:: Document text ::
▬▬▬▬▬▬
Why NATO Won’t Stop Russia

Since Russia’s second invasion of Ukraine starting on February 24th, anti-war advocates around the world and the Ukrainian government have pushed for NATO involvement. However, NATO is under no obligation to provide direct support and has decided against involvement in the conflict. The alliance has been criticized since the start for not interfering, so what are its motives for staying out against mounting pressure to step up?


The North-American Treaty Organization (NATO) was created in 1949 as a response to the Cold War to promote democracy and peace. Today, it has 30 member countries including the U.S., but the vast majority are European. The organization uses a collective defense strategy under Article 5 of its treaty, meaning if one country is attacked, it is considered an attack against all allies. This means all member states are required to provide assistance to the attacked country, which may include military action. It is important to note that this is often interpreted to mean if one NATO country is at war, its 29 NATO allies are automatically at war in its support, too.
▬▬▬▬▬▬
:: Items ::
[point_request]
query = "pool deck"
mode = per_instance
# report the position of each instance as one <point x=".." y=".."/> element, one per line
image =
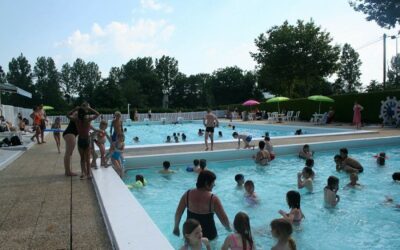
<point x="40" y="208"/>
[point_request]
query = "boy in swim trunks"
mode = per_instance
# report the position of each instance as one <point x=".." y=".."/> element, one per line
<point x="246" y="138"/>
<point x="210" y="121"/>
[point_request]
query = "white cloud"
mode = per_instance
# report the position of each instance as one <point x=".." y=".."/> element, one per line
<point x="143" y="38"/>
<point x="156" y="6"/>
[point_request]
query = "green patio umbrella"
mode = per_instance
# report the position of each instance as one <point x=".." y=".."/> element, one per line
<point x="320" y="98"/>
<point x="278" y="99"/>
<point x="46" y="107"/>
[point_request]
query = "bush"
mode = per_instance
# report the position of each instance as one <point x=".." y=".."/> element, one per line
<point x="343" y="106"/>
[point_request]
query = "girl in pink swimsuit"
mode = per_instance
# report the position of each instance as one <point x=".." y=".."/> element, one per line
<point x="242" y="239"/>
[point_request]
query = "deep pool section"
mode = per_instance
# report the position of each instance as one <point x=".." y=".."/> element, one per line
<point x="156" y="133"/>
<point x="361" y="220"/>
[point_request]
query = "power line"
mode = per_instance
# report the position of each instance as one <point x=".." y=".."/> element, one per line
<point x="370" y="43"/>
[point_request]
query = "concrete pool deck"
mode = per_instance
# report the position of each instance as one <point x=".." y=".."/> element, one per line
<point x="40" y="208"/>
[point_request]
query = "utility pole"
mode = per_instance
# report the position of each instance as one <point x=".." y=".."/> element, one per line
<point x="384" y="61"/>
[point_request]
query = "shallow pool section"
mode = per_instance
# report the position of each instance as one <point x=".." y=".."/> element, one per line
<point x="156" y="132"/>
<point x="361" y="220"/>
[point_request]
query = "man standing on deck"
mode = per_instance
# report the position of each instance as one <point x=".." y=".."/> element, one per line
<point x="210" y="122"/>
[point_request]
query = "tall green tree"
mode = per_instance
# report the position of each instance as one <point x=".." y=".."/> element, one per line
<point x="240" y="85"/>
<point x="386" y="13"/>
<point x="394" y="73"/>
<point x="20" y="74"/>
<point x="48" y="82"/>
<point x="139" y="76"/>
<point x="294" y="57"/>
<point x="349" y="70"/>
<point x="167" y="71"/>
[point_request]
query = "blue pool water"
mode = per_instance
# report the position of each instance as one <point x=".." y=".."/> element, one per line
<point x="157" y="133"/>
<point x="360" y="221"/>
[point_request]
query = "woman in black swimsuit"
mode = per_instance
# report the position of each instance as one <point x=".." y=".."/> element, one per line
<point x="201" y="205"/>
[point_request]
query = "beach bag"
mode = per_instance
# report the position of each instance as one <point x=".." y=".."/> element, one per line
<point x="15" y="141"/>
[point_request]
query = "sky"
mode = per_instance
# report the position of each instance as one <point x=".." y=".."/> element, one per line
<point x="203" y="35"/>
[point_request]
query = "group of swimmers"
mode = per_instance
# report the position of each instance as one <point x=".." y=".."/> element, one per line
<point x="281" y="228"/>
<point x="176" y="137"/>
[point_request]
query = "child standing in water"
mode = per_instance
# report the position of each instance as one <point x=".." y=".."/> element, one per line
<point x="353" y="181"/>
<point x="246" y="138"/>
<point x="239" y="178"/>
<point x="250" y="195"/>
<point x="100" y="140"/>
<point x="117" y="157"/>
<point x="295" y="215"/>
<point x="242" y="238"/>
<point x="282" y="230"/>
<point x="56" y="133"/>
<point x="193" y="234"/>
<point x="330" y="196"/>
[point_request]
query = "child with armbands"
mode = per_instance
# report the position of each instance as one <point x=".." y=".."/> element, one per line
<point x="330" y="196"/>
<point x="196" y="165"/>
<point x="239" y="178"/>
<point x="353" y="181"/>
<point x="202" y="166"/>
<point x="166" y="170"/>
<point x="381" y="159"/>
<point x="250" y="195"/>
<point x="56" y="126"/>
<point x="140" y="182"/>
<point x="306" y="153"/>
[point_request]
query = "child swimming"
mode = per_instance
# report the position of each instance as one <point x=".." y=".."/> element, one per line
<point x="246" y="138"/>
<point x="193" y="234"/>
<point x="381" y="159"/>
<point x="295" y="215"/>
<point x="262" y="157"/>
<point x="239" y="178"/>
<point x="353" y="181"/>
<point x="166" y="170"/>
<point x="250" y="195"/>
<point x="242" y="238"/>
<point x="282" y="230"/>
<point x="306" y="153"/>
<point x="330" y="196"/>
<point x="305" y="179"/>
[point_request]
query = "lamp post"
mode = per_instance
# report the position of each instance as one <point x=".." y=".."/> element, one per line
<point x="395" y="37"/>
▬▬▬▬▬▬
:: Complete the following ::
A) For each statement below, say yes or no based on the NATO text, and quote the exact words from the text that decide it.
(i) NATO was founded in 1949.
(ii) Most of NATO's 30 member countries are in North America.
(iii) NATO has chosen to get involved in the conflict in Ukraine.
B) List every country the NATO text names.
The rows have no role in this.

:: Per-task answers ::
A)
(i) Yes: "was created in 1949"
(ii) No: "but the vast majority are European"
(iii) No: "has decided against involvement in the conflict"

B) Russia, Ukraine, the U.S.